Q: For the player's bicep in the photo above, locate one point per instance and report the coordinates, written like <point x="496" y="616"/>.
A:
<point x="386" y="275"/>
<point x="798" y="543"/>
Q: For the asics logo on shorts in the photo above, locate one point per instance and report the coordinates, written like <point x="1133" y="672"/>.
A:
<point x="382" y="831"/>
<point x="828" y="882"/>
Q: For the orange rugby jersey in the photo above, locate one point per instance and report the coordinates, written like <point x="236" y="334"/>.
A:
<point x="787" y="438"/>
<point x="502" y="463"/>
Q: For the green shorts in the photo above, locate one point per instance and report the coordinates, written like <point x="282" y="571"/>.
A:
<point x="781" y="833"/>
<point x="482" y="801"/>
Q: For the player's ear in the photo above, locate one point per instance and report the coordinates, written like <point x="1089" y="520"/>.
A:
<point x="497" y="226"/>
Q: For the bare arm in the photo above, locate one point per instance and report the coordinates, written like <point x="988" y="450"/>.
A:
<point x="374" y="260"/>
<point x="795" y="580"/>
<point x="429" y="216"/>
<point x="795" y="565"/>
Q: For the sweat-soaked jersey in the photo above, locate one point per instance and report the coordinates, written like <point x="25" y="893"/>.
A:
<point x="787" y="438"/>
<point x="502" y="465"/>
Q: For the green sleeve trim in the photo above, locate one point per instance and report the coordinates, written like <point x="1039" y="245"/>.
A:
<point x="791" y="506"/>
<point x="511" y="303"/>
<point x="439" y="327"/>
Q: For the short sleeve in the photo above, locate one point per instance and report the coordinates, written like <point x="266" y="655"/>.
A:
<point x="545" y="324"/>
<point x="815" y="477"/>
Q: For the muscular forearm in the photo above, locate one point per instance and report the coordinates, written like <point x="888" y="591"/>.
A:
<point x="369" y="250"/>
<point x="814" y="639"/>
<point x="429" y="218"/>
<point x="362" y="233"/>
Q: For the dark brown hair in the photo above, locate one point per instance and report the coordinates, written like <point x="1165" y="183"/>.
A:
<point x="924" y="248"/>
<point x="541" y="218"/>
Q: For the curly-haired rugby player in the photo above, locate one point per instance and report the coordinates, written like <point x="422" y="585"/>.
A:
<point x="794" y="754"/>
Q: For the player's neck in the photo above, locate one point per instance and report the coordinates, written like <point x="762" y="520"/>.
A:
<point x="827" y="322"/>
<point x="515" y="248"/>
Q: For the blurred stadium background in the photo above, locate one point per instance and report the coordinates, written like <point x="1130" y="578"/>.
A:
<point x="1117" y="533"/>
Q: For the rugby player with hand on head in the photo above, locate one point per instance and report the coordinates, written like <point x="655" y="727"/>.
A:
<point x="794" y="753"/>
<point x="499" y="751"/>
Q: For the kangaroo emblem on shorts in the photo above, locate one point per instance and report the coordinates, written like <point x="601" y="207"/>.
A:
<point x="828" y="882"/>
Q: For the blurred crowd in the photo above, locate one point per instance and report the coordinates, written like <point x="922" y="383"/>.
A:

§ **WORK TO DO**
Update these lines by changing each "shorts" to "trunks" and leaving everything else as it is.

§ **ANSWER TO THE EXERCISE**
Q: For the player's bicep in the photo above, locate one point per instance and report the coordinates, written like <point x="496" y="616"/>.
A:
<point x="386" y="275"/>
<point x="798" y="543"/>
Q: For the asics logo on trunks in the photo above, locate one point per instance and report the coordinates, written like <point x="1133" y="672"/>.
A:
<point x="382" y="831"/>
<point x="828" y="882"/>
Q: For the orange rugby jersey in the photo above, locate one point per instance and report the coordinates, written like <point x="236" y="334"/>.
A:
<point x="787" y="438"/>
<point x="502" y="463"/>
Q: For the green trunks in the photo above, locate one point per instance and report the coordinates, written like <point x="282" y="571"/>.
A:
<point x="781" y="833"/>
<point x="482" y="801"/>
Q: For the player's ear in the photo above, locate one point per instance and report the coordinates, written like <point x="1089" y="520"/>.
A:
<point x="497" y="226"/>
Q: For the bare arm in the photo above, locate one point per instance and report the coordinates, written like <point x="988" y="450"/>.
A:
<point x="374" y="260"/>
<point x="795" y="580"/>
<point x="429" y="216"/>
<point x="795" y="565"/>
Q: For the sweat-soaked jersey in the photo above, locate one point per instance and report the coordinates, written like <point x="25" y="893"/>.
A:
<point x="787" y="438"/>
<point x="502" y="465"/>
Q: For the green sleeve trim in the photo above, locate one point per instance and report the coordinates, written like <point x="1039" y="245"/>.
A:
<point x="791" y="506"/>
<point x="511" y="303"/>
<point x="439" y="327"/>
Q: For the short sleeve in the photo above, locate one point per instance and report the coordinates, written like <point x="266" y="655"/>.
A:
<point x="545" y="324"/>
<point x="815" y="477"/>
Q: For the muscular forearm in the photo above, locate one point per instance and report the coordinates, written like <point x="888" y="591"/>.
A:
<point x="369" y="250"/>
<point x="814" y="639"/>
<point x="429" y="218"/>
<point x="362" y="233"/>
Q: For the dark brown hair in the photo above, locate one point per instance and report the coordinates, written like <point x="1165" y="183"/>.
A:
<point x="924" y="248"/>
<point x="541" y="218"/>
Q: For the curly-haired rugby player in the photo above, locate one point per instance and report the coordinates, written like <point x="422" y="585"/>.
A:
<point x="794" y="754"/>
Q: For the player's neck in the photo above, locate one point per instance and report the coordinates, written like <point x="762" y="520"/>.
A:
<point x="827" y="322"/>
<point x="515" y="248"/>
Q: For the blurred stadium background in the photo above, locate one point per instance and report the coordinates, written like <point x="1130" y="578"/>.
A:
<point x="1117" y="533"/>
Q: For the rugby player with hand on head in the photo above, locate one point per instance and report the coordinates, written like <point x="655" y="727"/>.
A:
<point x="794" y="753"/>
<point x="499" y="751"/>
Q: For the kangaroo emblem on trunks in the photo above, locate one point per instance and report the coordinates, written like <point x="601" y="207"/>.
A:
<point x="828" y="882"/>
Q: For the blurred crowd in the photo above, locate one point per instance and report the coordinates, written like <point x="922" y="383"/>.
A:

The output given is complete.